● **Text section**:
***
There is of course another view on all of this.  The state/Feds pay
teachers an researchers to do research.  At some point they do publish and
publishers (societies and commercial publishers) gamble that they can make
a profit distributing that information.  Libraries are given funds to buy
research information. They buy information from commerical and non
commercial funds. There is a lot of research that goes unpublished and
there is a lot of published information that goes unpurchased.  Let's not
simplify everything so much that libraries appear to be the victims of
ruthless commercial publishers.  We buy information but the whole
enterprise is complicated. If the value isn't there don't buy it.  

Anthony W. Ferguson
Associate University Librarian
514 Butler
Columbia University Libraries MC1103
535 West 114th Street
New York, NY 10027
Tel. 212-854-7401
Fax. 212-854-9099 (new fax number!!!!!!!!!!!)
Net: ferguson@Columbia.edu

On Fri, 28 Apr 2000, T. Scott Plutchak wrote:

> In my case, as someone who buys the stuff (at a rate of about
> $1,000,000/year), the money comes straight out of state tax dollars -- the
> same pool out of which we pay faculty salaries.  So, tax revenue (either
> state for salaries or federal for research) pays the faculty to write the
> stuff, they send it off to the journals (often paying page charges for the
> privilege) and then more tax revenue pays to buy it back.  And when the
> faculty fuss (legitimately) about their salaries, the money comes right
> out of the library budget.  So in that sense, the money to pay for the
> publications _does_ come from research grants and faculty salaries.
***
● **Required task A**:
Reproduce the part of the email about research publishing that opens with the words containing "On Fri, 28 Apr" and closes with "and faculty salaries.".
● **Required task B**:
In the email about research publishing, what is the yearly amount that T. Scott Plutchak reports spending to buy publications?

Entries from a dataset
***
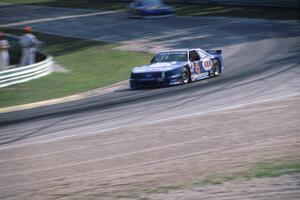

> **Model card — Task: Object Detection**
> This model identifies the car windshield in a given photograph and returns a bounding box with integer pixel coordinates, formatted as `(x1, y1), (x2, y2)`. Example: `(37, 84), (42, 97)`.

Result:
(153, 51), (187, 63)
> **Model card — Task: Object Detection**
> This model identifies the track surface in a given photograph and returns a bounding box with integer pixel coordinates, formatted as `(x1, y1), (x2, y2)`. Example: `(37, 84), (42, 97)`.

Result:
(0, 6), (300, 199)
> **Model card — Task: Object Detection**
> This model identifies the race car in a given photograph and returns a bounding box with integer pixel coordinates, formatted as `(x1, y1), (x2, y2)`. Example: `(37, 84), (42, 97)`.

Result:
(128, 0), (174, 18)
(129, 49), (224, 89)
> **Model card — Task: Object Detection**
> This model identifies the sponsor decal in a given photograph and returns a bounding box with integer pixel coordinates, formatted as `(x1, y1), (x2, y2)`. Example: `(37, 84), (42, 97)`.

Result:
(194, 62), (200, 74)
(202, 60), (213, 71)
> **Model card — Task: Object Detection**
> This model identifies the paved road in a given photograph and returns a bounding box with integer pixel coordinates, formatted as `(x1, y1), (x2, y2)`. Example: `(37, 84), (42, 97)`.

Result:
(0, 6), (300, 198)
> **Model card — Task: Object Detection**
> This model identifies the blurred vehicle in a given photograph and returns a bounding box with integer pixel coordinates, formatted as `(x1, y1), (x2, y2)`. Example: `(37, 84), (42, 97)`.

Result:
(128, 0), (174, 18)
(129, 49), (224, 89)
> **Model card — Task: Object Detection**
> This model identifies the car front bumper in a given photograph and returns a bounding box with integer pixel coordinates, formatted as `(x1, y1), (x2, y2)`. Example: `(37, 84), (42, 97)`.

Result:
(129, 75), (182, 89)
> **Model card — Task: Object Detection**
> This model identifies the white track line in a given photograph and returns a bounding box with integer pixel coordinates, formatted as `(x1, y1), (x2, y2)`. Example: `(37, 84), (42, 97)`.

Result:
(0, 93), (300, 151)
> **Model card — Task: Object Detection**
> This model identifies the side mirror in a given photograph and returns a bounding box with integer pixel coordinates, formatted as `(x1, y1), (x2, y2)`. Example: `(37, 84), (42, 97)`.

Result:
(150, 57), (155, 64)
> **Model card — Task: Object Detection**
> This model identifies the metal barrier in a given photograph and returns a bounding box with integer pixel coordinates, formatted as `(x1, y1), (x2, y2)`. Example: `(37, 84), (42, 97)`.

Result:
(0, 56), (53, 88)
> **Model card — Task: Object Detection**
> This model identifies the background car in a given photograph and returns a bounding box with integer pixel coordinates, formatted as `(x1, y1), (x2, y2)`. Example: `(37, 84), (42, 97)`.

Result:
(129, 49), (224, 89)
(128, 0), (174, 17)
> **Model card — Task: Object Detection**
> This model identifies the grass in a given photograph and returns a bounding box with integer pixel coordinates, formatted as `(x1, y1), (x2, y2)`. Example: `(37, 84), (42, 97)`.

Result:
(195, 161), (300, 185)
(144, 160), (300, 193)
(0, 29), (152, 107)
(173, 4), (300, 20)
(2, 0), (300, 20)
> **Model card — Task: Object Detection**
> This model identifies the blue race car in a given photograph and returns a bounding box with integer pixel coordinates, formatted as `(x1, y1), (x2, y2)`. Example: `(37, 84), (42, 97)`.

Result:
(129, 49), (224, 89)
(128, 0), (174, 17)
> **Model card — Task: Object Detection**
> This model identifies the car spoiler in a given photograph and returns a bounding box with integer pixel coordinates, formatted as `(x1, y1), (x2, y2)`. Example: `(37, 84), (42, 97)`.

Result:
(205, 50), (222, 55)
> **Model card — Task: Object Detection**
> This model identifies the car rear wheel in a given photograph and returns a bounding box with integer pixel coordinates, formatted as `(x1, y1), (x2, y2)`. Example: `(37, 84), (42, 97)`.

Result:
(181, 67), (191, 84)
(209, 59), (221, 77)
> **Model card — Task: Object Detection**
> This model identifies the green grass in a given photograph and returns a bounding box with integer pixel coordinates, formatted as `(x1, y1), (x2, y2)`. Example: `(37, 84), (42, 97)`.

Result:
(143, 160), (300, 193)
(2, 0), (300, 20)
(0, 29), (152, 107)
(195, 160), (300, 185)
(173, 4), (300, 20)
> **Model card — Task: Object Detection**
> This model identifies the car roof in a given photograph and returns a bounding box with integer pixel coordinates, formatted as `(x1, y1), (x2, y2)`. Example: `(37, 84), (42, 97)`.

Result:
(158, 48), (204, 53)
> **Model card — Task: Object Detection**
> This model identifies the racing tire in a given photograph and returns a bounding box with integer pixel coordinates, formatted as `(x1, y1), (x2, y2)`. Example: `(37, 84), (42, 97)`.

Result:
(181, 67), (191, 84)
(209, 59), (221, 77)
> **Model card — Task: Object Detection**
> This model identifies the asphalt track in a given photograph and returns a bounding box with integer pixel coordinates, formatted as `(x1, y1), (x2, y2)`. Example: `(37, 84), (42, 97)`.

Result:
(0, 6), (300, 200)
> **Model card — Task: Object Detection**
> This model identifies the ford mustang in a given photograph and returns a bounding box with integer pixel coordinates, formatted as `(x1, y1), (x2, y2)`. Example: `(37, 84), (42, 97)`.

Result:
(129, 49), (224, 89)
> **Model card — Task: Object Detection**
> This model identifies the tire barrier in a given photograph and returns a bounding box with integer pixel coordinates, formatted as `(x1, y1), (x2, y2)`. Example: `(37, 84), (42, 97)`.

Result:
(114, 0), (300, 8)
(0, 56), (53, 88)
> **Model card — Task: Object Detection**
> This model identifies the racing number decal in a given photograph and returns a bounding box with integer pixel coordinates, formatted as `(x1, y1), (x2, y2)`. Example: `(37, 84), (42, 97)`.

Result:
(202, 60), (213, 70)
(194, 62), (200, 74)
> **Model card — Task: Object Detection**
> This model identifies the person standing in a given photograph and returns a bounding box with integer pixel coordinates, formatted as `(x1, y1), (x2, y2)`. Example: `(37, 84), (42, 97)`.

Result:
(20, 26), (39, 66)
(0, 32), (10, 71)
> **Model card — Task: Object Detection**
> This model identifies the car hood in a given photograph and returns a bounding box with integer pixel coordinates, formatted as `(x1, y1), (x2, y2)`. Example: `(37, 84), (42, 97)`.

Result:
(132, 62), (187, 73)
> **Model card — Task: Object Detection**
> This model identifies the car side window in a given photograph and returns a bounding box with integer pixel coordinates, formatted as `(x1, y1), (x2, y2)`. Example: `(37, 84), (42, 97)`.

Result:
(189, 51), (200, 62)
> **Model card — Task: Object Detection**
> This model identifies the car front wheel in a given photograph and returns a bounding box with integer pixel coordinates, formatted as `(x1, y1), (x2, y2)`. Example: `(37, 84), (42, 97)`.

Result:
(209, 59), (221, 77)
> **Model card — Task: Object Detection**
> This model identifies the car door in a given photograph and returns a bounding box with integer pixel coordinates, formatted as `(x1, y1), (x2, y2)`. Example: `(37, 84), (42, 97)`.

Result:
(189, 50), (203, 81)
***
● **Complete answer A**:
On Fri, 28 Apr 2000, T. Scott Plutchak wrote:

> In my case, as someone who buys the stuff (at a rate of about
> $1,000,000/year), the money comes straight out of state tax dollars -- the
> same pool out of which we pay faculty salaries.  So, tax revenue (either
> state for salaries or federal for research) pays the faculty to write the
> stuff, they send it off to the journals (often paying page charges for the
> privilege) and then more tax revenue pays to buy it back.  And when the
> faculty fuss (legitimately) about their salaries, the money comes right
> out of the library budget.  So in that sense, the money to pay for the
> publications _does_ come from research grants and faculty salaries.

● **Complete answer B**:
About $1,000,000 a year.